» **OBJECTIVE**: Retype, word for word, every line starting at the line with "Can you find the pink tinged" and ending with the final line of the entries; skip the pictures.

[Photo object pointing records]
-- start --
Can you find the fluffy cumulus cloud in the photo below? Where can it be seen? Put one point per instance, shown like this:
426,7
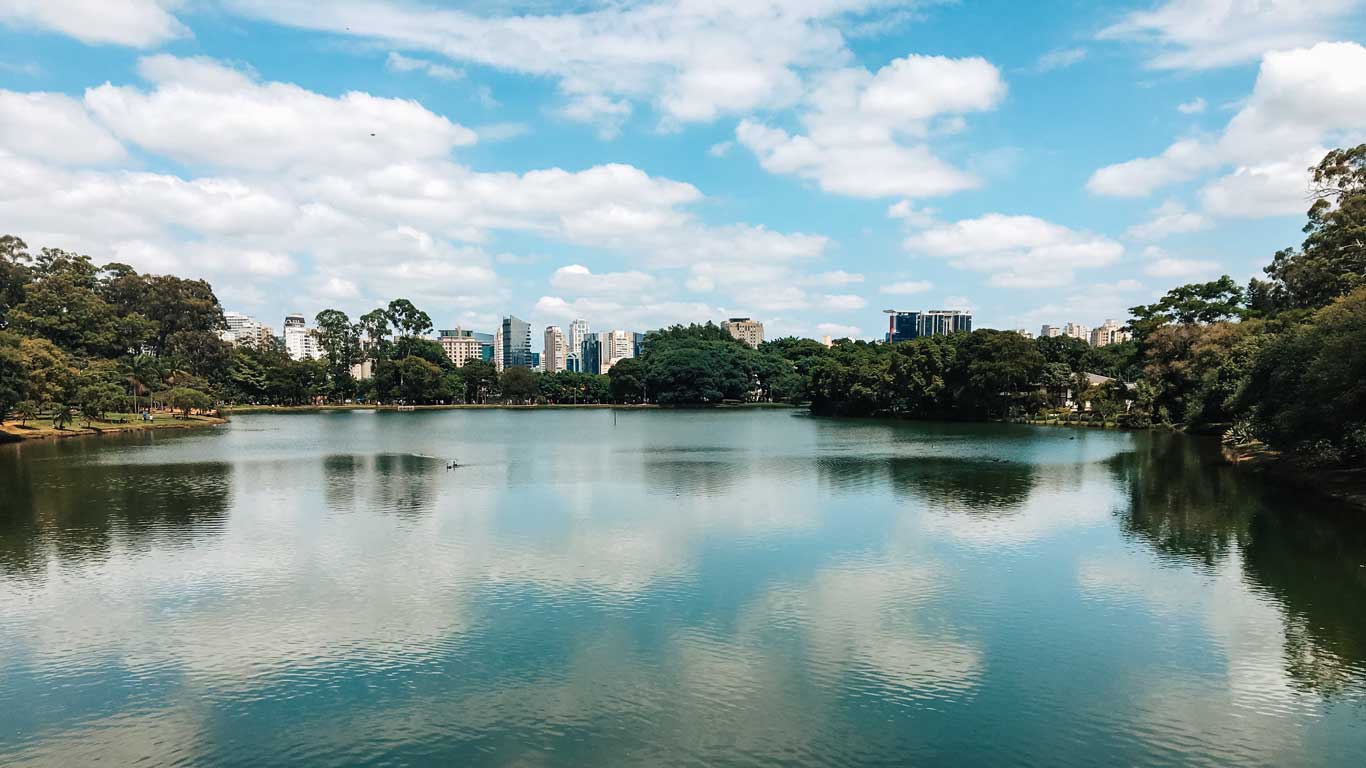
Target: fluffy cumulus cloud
866,133
1160,264
691,60
1200,34
1015,250
280,182
1165,220
204,112
138,23
56,127
1303,100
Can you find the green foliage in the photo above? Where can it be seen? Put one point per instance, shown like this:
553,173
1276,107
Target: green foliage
1190,304
1306,387
1332,260
186,399
519,384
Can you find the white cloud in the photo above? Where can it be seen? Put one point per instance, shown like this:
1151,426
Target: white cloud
1168,219
1015,250
1163,265
1059,59
140,23
842,302
1303,100
55,127
206,114
1193,107
838,331
399,63
693,60
907,287
835,279
865,131
578,279
1138,178
1200,34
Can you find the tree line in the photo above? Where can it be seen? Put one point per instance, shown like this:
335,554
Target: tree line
1281,360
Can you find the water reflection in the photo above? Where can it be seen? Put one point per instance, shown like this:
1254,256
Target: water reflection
743,589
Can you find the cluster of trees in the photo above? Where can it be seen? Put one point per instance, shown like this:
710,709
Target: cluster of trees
79,340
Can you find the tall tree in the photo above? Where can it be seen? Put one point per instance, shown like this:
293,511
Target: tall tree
1332,260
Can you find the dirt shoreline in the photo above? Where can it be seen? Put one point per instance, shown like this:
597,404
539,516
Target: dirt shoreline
1344,485
11,432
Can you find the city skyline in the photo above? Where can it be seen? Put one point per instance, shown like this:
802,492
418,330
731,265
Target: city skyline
1072,170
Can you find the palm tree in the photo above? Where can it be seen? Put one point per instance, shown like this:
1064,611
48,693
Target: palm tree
63,416
142,372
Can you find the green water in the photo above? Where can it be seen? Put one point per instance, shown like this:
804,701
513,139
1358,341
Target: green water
747,588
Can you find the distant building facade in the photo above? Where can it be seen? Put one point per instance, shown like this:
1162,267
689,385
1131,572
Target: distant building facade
746,330
517,343
461,346
1109,332
299,340
556,350
906,325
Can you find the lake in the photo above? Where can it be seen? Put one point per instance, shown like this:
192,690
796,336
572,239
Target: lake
670,588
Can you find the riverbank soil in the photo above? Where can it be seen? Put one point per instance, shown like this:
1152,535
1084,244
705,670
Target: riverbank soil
1346,485
44,429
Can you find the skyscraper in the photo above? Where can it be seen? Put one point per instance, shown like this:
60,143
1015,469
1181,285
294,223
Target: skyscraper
746,330
299,342
517,343
555,350
906,325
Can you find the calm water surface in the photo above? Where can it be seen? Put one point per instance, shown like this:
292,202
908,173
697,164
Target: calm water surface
749,588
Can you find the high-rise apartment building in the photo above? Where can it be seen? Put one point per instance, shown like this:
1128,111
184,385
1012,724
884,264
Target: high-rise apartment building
906,325
746,330
1077,331
517,343
615,346
461,346
245,331
1109,332
556,349
299,340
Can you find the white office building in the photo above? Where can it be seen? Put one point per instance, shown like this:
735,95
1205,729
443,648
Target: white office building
301,342
553,358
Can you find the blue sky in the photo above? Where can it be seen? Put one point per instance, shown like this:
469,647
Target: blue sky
807,163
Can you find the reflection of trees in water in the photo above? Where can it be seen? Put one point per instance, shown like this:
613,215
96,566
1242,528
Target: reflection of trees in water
403,483
1312,563
943,481
689,474
1187,504
1182,503
74,510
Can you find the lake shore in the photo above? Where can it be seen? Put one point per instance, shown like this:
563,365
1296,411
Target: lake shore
1344,485
43,429
488,406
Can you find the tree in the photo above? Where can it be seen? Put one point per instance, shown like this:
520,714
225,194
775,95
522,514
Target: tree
407,319
1194,302
14,273
518,384
627,380
1332,260
14,376
340,343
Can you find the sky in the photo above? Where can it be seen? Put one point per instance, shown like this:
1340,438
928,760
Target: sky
807,163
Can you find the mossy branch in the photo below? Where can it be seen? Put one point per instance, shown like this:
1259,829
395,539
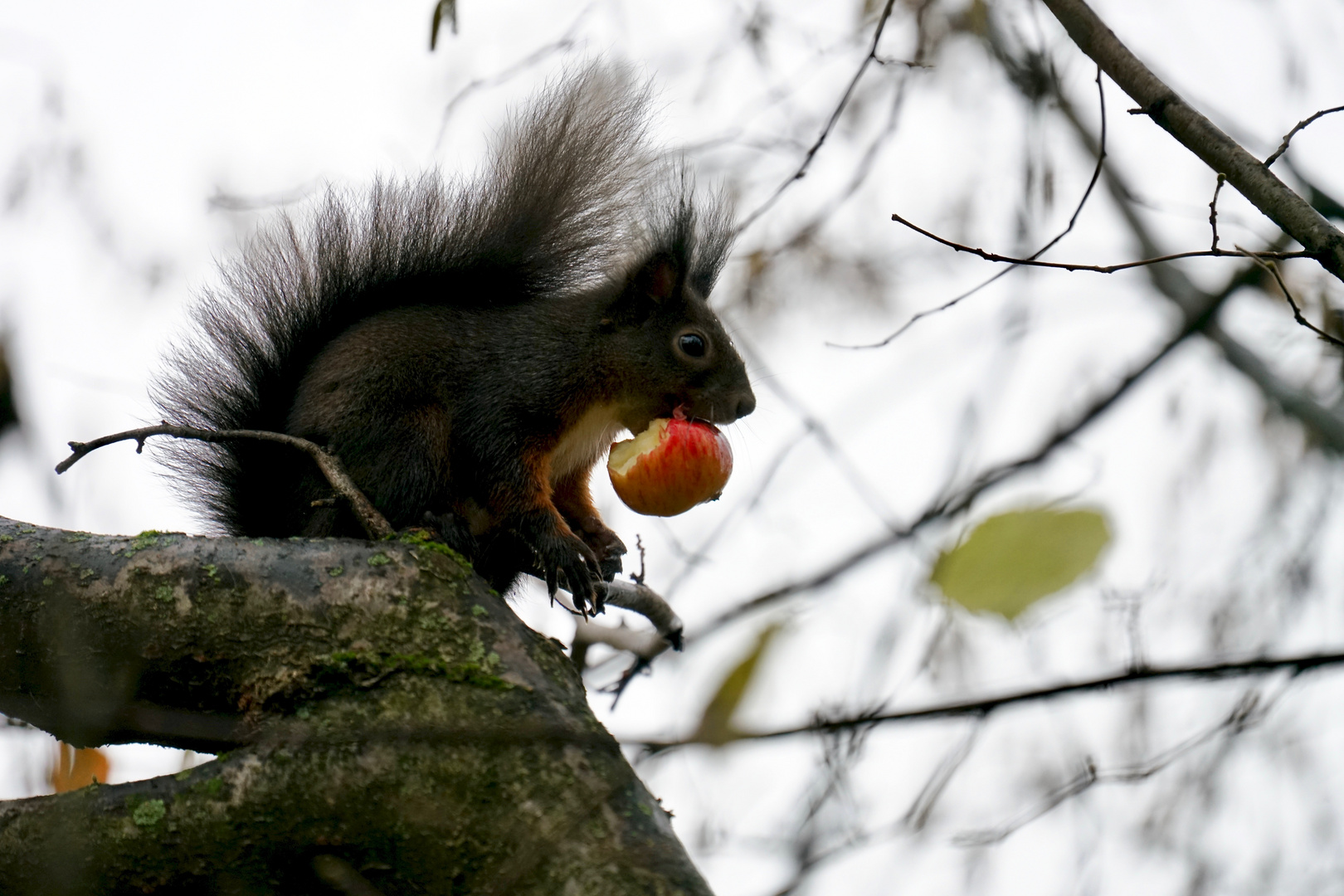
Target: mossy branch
392,713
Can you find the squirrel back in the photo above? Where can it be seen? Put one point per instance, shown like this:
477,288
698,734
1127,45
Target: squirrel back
468,347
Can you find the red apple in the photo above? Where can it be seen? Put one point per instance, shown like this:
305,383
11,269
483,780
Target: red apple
671,466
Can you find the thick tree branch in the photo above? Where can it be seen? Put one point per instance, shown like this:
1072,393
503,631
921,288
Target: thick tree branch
1293,214
392,713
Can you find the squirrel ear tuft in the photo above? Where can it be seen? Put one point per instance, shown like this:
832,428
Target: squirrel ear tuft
654,284
657,280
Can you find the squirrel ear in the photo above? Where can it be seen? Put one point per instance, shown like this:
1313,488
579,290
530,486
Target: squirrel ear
657,280
650,285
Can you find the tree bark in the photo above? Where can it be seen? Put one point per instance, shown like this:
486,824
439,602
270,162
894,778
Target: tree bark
388,722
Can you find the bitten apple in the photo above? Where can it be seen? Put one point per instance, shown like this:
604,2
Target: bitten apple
671,466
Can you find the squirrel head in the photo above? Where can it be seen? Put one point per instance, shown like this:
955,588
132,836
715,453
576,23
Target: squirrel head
667,353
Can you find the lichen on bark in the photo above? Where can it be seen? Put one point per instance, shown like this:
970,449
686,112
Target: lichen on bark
396,715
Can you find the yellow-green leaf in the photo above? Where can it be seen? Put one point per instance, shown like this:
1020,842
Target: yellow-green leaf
442,10
1014,559
717,726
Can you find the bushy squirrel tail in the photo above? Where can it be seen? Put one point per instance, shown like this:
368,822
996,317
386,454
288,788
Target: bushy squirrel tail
559,203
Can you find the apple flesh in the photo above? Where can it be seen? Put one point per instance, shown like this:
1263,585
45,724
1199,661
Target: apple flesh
671,466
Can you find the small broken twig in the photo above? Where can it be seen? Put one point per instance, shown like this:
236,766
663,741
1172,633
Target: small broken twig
1298,312
1288,137
1213,210
375,524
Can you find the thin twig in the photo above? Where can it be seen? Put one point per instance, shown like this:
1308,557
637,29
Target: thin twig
1213,210
1094,269
1073,219
1288,137
1166,108
825,132
1292,303
962,500
1296,665
375,524
1248,711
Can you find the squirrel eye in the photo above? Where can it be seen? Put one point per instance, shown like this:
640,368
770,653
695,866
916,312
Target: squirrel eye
691,344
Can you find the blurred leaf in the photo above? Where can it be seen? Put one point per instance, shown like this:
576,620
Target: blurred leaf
1014,559
717,726
75,768
441,10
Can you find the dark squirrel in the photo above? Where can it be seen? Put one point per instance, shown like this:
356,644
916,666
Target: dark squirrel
468,348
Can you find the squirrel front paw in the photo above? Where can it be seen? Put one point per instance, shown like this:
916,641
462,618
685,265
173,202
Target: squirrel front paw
605,544
558,553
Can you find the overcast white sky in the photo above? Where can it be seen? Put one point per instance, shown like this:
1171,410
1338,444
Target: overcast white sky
119,123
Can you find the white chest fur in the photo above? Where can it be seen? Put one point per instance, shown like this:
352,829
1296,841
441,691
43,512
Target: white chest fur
585,442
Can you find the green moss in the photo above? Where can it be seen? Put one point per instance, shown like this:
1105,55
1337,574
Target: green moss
364,668
143,542
421,539
149,813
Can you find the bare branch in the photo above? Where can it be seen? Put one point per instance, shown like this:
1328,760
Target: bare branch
962,501
1292,303
1248,711
1293,214
1209,672
1096,269
1073,219
830,123
375,524
1288,137
1213,210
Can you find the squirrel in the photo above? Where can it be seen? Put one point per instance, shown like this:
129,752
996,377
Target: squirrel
468,348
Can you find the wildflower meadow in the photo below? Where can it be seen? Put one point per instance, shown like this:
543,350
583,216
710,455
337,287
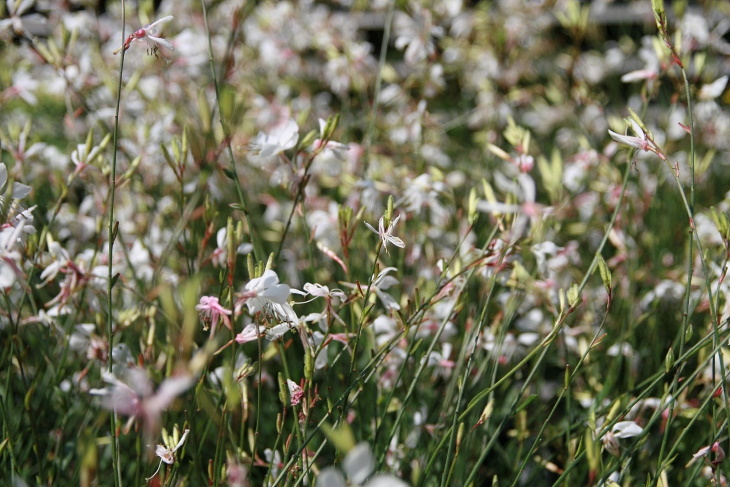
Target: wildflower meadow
364,243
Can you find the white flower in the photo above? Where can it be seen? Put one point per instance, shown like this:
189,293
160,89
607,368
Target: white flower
387,235
358,466
622,429
638,142
714,89
149,34
166,454
265,294
283,138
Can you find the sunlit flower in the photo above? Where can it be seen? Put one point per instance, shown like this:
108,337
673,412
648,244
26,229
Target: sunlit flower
212,312
387,235
295,392
415,35
622,429
282,138
149,34
134,396
266,295
166,452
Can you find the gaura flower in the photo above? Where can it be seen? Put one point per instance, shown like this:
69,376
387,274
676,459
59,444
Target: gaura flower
387,235
166,454
149,33
284,137
265,294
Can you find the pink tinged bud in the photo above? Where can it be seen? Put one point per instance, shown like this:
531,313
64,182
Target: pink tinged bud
295,392
636,142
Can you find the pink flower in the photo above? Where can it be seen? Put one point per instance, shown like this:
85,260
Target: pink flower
211,312
295,392
135,397
148,34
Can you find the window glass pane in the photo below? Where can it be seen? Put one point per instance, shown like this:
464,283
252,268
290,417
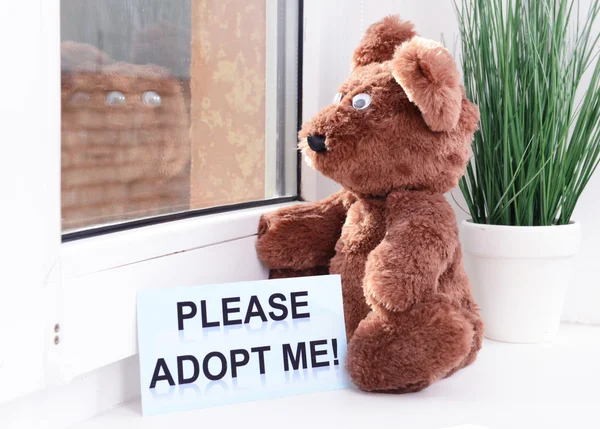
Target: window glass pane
176,105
-- end --
» **COMPLETE OUTPUT**:
Can you find the pink tinged bud in the photo above? Where can it be seen? Put one point per instance, shown like this:
531,313
64,182
Target: pink tinged bud
295,392
636,142
Can you find the pink flower in the photo above? Where can it be seen? Put one point per instance, shown like this:
85,260
Target: pink flower
211,312
295,392
135,397
148,34
Can you find the window glass pane in the photo below? Where can it be seen? Put one point per instance, shown like this:
464,283
252,268
290,417
Target: window glass pane
176,105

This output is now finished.